## [Passage]
━━━━

Despite these challenges, with early and careful legal advice, you can set up a share save scheme that boosts engagement and supports your business’s growth.
How Does a Share Save Scheme Differ from Other Share Plans?
Not sure if a share save scheme is right for you, or wondering how it stacks up against other employee share plans? Here’s a quick comparison:
- Share Save Scheme (SAYE): Tax-advantaged, all-employee plan, savings-based, options at discounted price.
- Company Share Option Plan (CSOP): Offers options to select employees, with tax advantages-especially popular for smaller or mid-sized companies.
- Enterprise Management Incentive (EMI): Flexible, highly tax-efficient, and can be targeted to specific employees. Great for startups and fast-growing small businesses-read our EMI Share Schemes Explained for more details.
- Unapproved Share Options: More flexible, can target individuals or teams, but lack the same tax advantages as SAYE or EMI.
Each scheme type has unique pros and cons-your decision should reflect your company size, growth plans, and culture. If you’re uncertain, it’s always a smart move to get tailored legal advice (and you can always reach out to our team for help!).
How Do I Set Up a Share Save Scheme? A Step-By-Step Guide
Ready to get started? Here’s a simplified process for launching a compliant share save scheme for your UK business:
- Assess Your Goals & Suitability: Decide what you want from the scheme (Retention? Recruitment? Incentivising all staff or just key people?) and check if the share save scheme rules fit your business model.
- Get Legal & Financial Advice: Early advice will help you design a scheme that’s tax-compliant, aligned with your articles, and tailored to your workforce. Don’t try to draft scheme rules or options yourself-get a specialist.

━━━━

Copy the stretch of the share save scheme passage from "Not sure if" through "or mid-sized companies.", replacing "discounted price" with "reduced price".

━━━━

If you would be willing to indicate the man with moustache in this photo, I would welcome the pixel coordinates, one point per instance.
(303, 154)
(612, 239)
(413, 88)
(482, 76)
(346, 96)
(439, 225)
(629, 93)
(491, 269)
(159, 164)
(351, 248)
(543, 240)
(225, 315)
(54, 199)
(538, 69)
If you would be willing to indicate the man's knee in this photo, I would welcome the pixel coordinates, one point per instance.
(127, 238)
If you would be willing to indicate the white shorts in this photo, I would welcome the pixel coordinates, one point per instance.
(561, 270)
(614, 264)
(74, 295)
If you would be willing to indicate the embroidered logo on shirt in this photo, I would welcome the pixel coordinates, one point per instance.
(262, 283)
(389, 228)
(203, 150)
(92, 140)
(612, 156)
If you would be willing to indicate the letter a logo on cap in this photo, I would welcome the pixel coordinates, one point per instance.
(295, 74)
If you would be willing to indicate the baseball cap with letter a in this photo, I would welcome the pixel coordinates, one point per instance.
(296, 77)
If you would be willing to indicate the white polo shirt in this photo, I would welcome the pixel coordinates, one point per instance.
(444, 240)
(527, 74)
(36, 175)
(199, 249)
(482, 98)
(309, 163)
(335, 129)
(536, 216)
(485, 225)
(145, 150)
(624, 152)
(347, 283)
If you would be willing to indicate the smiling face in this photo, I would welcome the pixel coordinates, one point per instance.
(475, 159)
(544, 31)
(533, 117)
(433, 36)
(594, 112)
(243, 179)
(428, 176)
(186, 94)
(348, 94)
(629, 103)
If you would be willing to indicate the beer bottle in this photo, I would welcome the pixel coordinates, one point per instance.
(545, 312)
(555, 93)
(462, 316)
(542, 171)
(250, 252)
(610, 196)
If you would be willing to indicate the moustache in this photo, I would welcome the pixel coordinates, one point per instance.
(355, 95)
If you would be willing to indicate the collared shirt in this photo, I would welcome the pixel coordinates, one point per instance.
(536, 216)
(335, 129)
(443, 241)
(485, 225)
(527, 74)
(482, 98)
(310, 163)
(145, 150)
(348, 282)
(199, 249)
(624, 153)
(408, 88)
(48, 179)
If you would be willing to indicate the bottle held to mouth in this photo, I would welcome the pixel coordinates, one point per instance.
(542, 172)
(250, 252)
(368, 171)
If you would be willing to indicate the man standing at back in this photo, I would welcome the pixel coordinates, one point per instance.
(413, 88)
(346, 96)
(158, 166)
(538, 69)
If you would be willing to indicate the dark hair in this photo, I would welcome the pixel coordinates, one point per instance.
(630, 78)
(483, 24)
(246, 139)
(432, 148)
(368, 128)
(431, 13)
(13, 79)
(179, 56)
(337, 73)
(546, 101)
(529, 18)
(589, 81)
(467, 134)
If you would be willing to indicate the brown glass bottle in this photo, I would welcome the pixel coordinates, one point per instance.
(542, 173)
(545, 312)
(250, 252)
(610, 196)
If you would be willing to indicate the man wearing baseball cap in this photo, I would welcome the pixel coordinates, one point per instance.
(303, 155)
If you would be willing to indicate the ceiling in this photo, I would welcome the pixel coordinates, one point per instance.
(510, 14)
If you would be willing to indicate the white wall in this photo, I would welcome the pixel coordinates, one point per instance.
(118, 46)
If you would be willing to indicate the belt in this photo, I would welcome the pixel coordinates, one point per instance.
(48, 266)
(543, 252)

━━━━

## [Correct answer]
Not sure if a share save scheme is right for you, or wondering how it stacks up against other employee share plans? Here’s a quick comparison:
- Share Save Scheme (SAYE): Tax-advantaged, all-employee plan, savings-based, options at reduced price.
- Company Share Option Plan (CSOP): Offers options to select employees, with tax advantages-especially popular for smaller or mid-sized companies.